Text excerpt =
************

# CycleChat Kit - Orders now being taken



## Shaun (2 Jul 2012)

*http://www.cyclechat.net/pages/kit/  *


----------



## musa (2 Jul 2012)

thanks just stuck on whether to get ls or ss


----------



## Deleted member 20519 (2 Jul 2012)

Kit looks good, liking the design. A bit too expensive for me though


----------



## Theseus (2 Jul 2012)

How do you specify long or short sleeve (sleave)?


----------



## ianrauk (2 Jul 2012)

Touche said:


> How do you specify long or short sleeve (sleave)?


 

where it says click to select your size you have options for SS & LS
If you want 1 of each. Select one at a time and they will both appear on your paypal bill.


----------



## Theseus (2 Jul 2012)

ianrauk said:


> where it says click to select your size you have options for SS & LS
> If you want 1 of each. Select one at a time and they will both appear on your paypal bill.


 
D'oh! - It's been a long day


----------



## Theseus (2 Jul 2012)

Fat boy shirt and very fat boy shorts ordered.


----------



## ianrauk (2 Jul 2012)

Touche said:


> Fat boy shirt and very fat boy shorts ordered.


 

careful mate.
These are English sizes rather then the normal Italian tight sizes.


----------



## Shaun (2 Jul 2012)

"Pie" room I think it's called in the trade ...


----------



## DCLane (3 Jul 2012)

I've had their kit before and yes, it's definately 'English' sizing.


----------



## Andrew_Culture (3 Jul 2012)

Are the shorts padded?


----------



## Deleted member 20519 (3 Jul 2012)

You should make Cyclechat helmets, that would be neat


----------



## Kiwiavenger (3 Jul 2012)

the bibs are going through as normal shorts when i click it! slightly odd, will try a differnt browser


----------



## Shaun (3 Jul 2012)

Kiwiavenger said:


> the bibs are going through as normal shorts when i click it! slightly odd, will try a differnt browser


 
Might be my mistake - it was early hours of the morning when I put the order form together - let me check ...


----------



## Shaun (3 Jul 2012)

Yup - my mistake - all fixed now - thanks for letting me know.


----------



## DCLane (3 Jul 2012)

Andrew_Culture said:


> Are the shorts padded?


 
They usually come with a Coolmax pad, yes.


----------



## Deleted member 20519 (3 Jul 2012)

Do you know how long these will be on sale for?


----------



## Shaun (3 Jul 2012)

Until Friday 20th July


----------



## Deleted member 20519 (3 Jul 2012)

I'll try my best to get some cash in time! Are the jerseys a loose or tight fit?


----------



## Globalti (3 Jul 2012)

************

Data excerpts =
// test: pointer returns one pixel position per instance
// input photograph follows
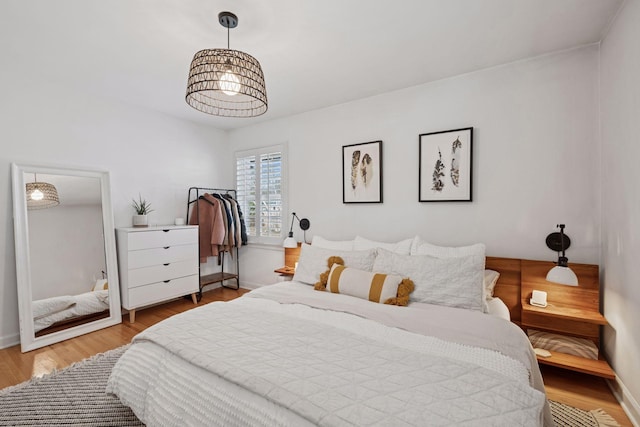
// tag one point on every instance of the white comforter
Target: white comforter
(257, 361)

************

List each distinct poster name that appears on a post dated 2 Jul 2012 in the CycleChat kit thread.

Written reply = Shaun, musa, Deleted member 20519, Theseus, ianrauk